• [Seçki]
Arap Birliği’ni hedef alan Cezayir, reform istiyor

Arap Birliği’nde reform gerçekleştirme konusunda siyasi bir niyet olmadığını düşünüyor (AFP)
Arap Birliği’nde reform gerçekleştirme konusunda siyasi bir niyet olmadığını düşünüyor (AFP)
TT

Arap Birliği’ni hedef alan Cezayir, reform istiyor

Arap Birliği’nde reform gerçekleştirme konusunda siyasi bir niyet olmadığını düşünüyor (AFP)
Arap Birliği’nde reform gerçekleştirme konusunda siyasi bir niyet olmadığını düşünüyor (AFP)

Ali Yahi
Cezayir, görünüşe göre süresi dolan bir ‘ateşkesin’ ardından Arap Birliği’nde reform gerçekleştirme gereğini yeniden canlandırdı. Örgüt üyeleri her bir tarafın çıkarları nedeniyle alınan kararlardan bazıları hakkında sessiz kalırken, Cezayir Dışişleri Bakanı Sabri Bukadum, sert açıklamalarda bulunarak işleyişi hakkında eleştirilerde bulundu. Bukadum ayrıca Birliği, ‘bazı taraflarla’ Arapların aleyhine gizli anlaşmalar yapmakla suçladı.

• [Çıkarılan Veriler]
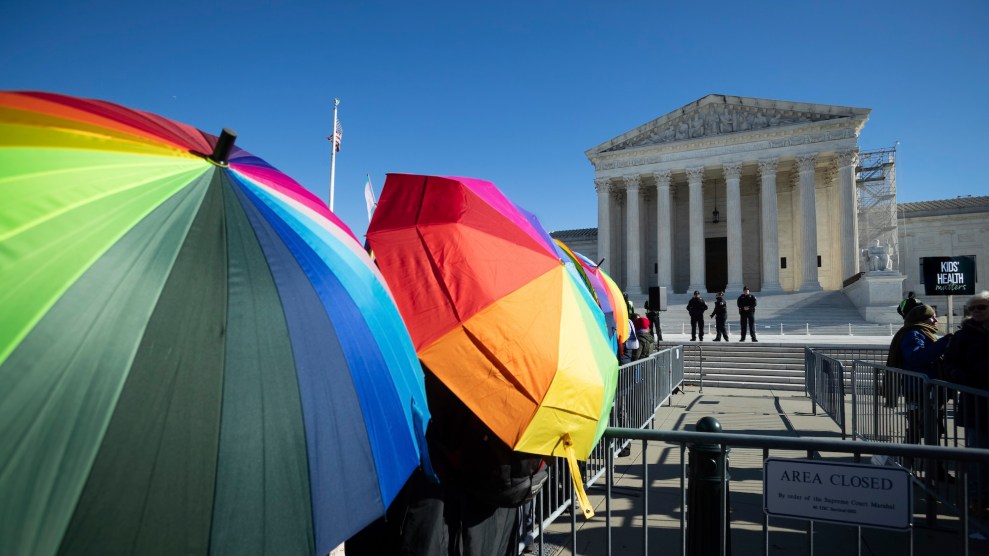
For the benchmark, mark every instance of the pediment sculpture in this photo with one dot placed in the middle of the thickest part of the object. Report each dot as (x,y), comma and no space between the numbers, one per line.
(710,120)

---

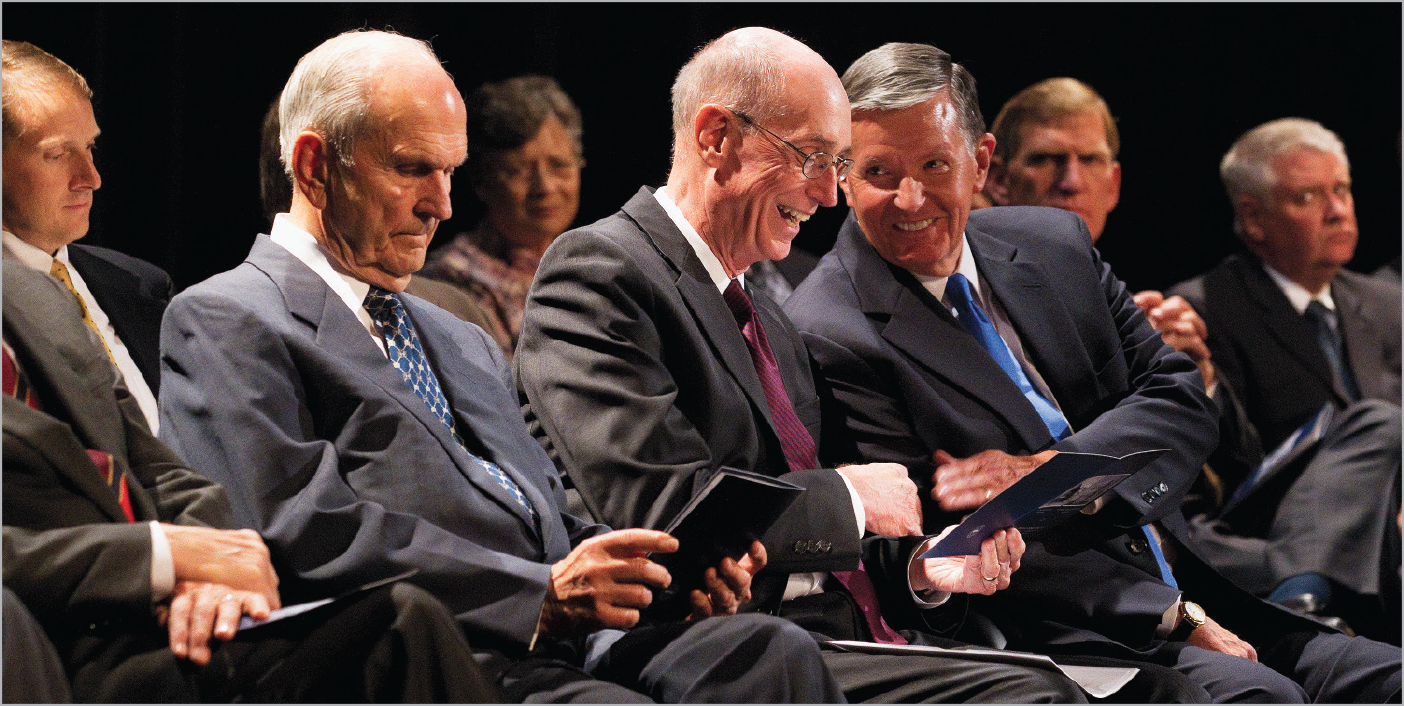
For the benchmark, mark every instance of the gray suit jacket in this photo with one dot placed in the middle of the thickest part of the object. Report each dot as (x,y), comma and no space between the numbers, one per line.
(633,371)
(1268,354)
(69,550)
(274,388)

• [Görevleriniz]
[1] Cezayir'in Arap Birliği'nde reform talebini anlatan haberi iki cümleyle özetler misin?
[2] Cezayir'in Arap Birliği'ne yönelik reform çağrısını anlatan haberi kaldığı yerden sürdürür müsün?

• [Nihai Sonuçlar]
[1] Cezayir, süresi dolmuş görünen bir ‘ateşkesin’ ardından Arap Birliği’nde reform gerekliliğini yeniden gündeme getirdi. Dışişleri Bakanı Sabri Bukadum, örgütün işleyişini sert sözlerle eleştirdi ve Birliği ‘bazı taraflarla’ Arapların aleyhine gizli anlaşmalar yapmakla suçladı.

[2]
Cezayirli Bakan, Arap Birliği’nde reform yapma konusunda politik bir niyet olmadığını söyleyerek Libya’daki savaşı temize çıkardığına ve bir üyesini saf dışı bıraktığına dikkat çekti. Bukadum, yaptığı basın toplantısında Cezayir’de yapılması beklenen Arap zirvesinin tarihinin henüz belirlenmediğini ifade etti. Bakan yaptığı açıklamalardan, Cezayir’in Arap grubunun, çıkar ittifakları karşılığında küresel sahneyi oluşturanlar arasından çekilmesine duyduğu öfke açığa çıktı.
Cezayir ‘in eski Cumhurbaşkanı Abdulaziz Buteflika’nın yönetime geldiğinden bu yana gündeme gelen Arap Birliği’nde reform talebi, grup içerisinde zaman zaman çatlaklar oluşturan gerilimlere neden oldu. 2005 yılında Cezayir’in ev sahipliğini yaptığı zirvede, Cezayir, Arap Birliği’nin çalışmalarında özlü bir reform yapma çağrısında bulunmuştu. Ayrıca Genel Sekreterliğin yalnızca Mısır ile sınırlı olması yerine bu görevi üye ülkeler arasında dönüşümlü olması önerilmişti. Cezayirli eski diplomat Lakhdar Brahimi, Arap Birliği’nin çalışmalarını düzeltmek için bir proje hazırlayan uzman komiteye liderlik etmesine rağmen Genel Sekreterliğe kabul edilmedi. Bu durum gizli tutuldu ve tartışmaya açılmadı.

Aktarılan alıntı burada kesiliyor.